▶ [WHAT YOU SHOULD DO] Repeat exactly, and only, the lines from the one containing "the white baseball" through the end of the records.

(Pointing dataset excerpts)
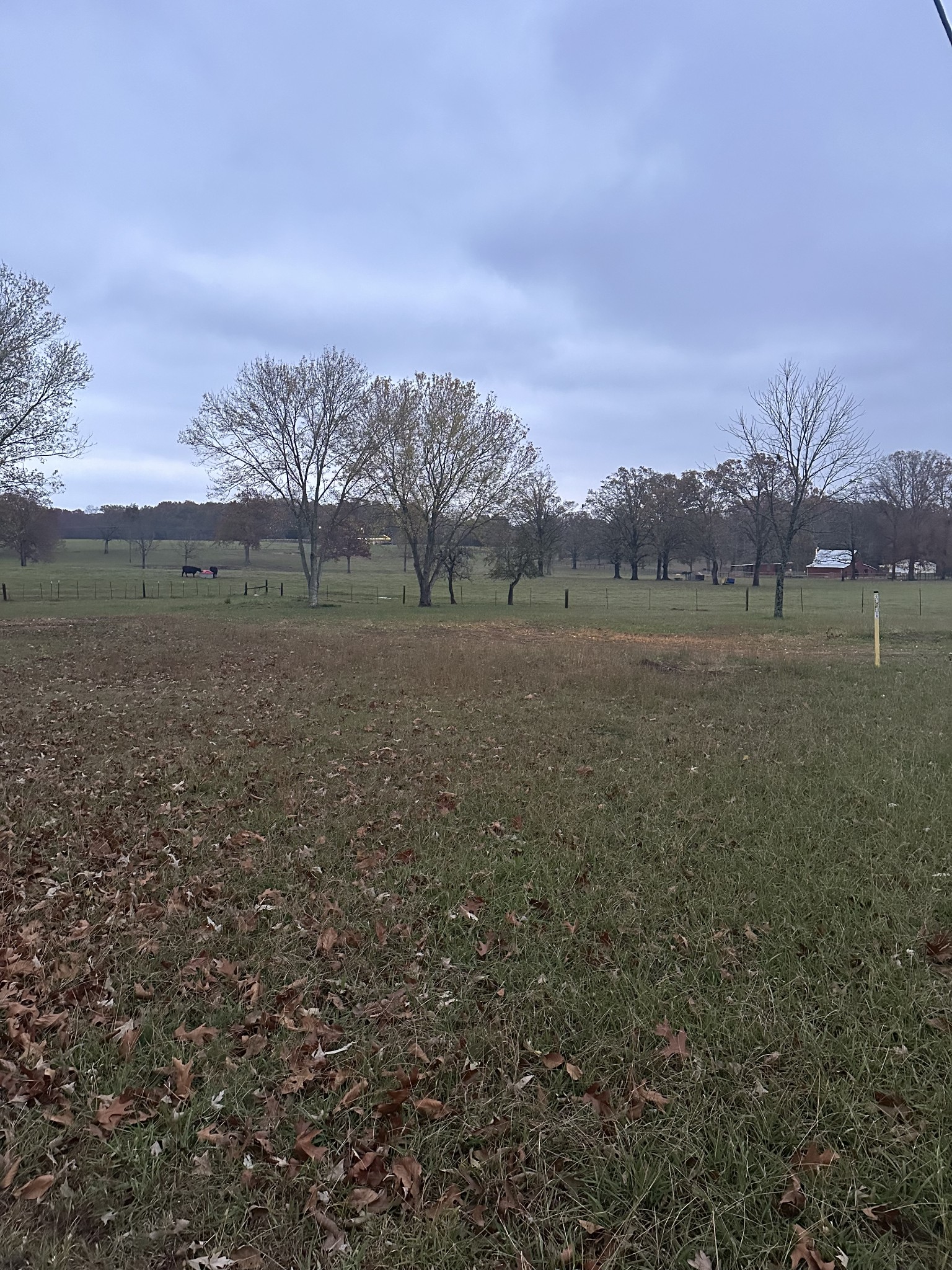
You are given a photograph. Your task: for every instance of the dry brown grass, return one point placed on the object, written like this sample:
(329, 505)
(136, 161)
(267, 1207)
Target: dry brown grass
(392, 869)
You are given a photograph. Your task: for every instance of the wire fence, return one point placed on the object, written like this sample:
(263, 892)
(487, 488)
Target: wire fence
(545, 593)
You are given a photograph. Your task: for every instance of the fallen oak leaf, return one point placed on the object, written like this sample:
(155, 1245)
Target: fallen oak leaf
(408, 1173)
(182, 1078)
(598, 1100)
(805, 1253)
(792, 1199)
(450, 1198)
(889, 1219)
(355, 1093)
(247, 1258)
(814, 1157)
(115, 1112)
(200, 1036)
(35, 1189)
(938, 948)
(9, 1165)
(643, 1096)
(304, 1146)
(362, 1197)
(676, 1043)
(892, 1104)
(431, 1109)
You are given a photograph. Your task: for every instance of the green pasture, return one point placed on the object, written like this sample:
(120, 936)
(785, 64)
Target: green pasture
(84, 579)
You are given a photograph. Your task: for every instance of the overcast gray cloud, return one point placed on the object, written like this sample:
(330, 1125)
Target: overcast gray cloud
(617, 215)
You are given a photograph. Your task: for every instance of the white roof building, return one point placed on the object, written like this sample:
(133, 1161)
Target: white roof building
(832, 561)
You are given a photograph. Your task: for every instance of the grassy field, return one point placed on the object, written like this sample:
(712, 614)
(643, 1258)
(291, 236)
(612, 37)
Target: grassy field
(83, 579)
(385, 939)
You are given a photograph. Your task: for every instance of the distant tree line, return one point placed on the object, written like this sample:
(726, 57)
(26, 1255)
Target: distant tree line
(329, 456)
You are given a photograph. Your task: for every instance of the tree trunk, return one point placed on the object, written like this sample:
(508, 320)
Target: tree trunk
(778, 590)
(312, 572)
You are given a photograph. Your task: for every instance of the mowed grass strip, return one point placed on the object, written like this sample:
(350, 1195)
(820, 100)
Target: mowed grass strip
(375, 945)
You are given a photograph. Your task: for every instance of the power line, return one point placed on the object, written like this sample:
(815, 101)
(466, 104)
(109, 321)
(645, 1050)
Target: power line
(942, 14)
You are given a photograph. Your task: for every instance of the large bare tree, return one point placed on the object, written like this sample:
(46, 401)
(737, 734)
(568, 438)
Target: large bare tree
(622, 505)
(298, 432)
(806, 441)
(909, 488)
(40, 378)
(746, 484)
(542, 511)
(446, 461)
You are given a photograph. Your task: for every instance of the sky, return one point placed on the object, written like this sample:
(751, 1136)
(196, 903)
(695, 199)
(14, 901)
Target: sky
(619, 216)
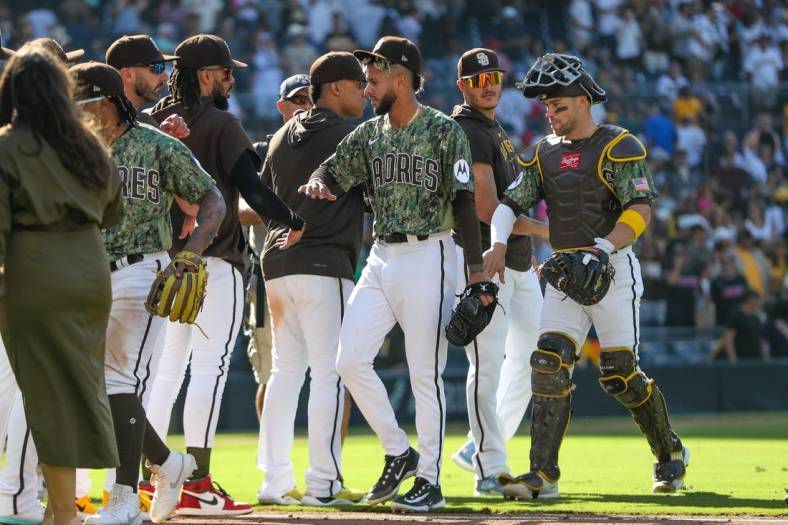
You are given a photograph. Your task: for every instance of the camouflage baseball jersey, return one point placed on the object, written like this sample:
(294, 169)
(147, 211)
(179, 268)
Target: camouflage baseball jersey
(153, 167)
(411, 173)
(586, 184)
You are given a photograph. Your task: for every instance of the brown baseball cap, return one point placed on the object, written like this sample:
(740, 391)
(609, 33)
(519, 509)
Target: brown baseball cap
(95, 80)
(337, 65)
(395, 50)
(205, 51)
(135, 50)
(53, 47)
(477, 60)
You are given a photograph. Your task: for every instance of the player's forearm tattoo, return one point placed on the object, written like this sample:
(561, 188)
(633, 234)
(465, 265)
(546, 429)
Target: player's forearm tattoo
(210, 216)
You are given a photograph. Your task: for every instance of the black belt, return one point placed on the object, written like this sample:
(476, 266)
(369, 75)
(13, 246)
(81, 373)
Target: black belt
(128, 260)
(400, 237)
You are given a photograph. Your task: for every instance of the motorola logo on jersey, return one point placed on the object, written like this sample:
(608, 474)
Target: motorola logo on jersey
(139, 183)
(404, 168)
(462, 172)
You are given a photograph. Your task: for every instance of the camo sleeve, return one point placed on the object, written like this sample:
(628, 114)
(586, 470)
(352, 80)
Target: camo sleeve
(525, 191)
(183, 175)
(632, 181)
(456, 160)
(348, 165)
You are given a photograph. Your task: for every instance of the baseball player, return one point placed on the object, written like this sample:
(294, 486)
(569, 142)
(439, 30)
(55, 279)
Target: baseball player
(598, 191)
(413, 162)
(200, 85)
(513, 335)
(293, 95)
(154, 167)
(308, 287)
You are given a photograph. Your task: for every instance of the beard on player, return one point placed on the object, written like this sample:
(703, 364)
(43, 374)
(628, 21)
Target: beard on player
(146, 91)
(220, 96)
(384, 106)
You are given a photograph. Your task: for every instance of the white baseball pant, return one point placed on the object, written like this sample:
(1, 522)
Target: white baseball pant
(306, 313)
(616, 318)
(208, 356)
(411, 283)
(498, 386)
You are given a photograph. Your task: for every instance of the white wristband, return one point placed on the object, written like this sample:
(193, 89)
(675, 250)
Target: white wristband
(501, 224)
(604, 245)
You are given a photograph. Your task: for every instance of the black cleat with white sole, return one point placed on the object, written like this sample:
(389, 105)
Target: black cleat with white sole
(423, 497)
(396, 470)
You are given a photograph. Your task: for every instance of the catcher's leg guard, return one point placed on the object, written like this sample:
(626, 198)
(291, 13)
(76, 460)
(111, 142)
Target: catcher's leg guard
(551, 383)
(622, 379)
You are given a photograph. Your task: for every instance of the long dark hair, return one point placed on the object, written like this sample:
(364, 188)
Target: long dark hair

▶ [EXERCISE RESULT]
You are given a photograph. Your task: for every instance of the white baseball pant, return one point placed on the object, written like this sample:
(1, 522)
Target: white baseball pant
(306, 313)
(616, 318)
(208, 356)
(411, 283)
(498, 386)
You are given a photograph. Your task: for every instance of the white wristband, return one point placed on the object, written like this sample:
(193, 89)
(675, 250)
Target: white wristband
(501, 224)
(604, 245)
You are given a photograph. Your task: for every instance of the black cleat with white sole, return one point placed on the object, written like this sample:
(389, 105)
Target: black cleat with white sole
(423, 497)
(396, 470)
You are given a photograph. Your task: for every instance of the catcher's leg guard, return one point placed on the object, written like this sample:
(626, 198)
(291, 13)
(76, 460)
(111, 142)
Target: catcher's leg guard
(551, 383)
(622, 379)
You are given a photograph. Your task: for every instance of the long dark hair, return one point placed on the object, written like this sample:
(364, 188)
Target: long dark hair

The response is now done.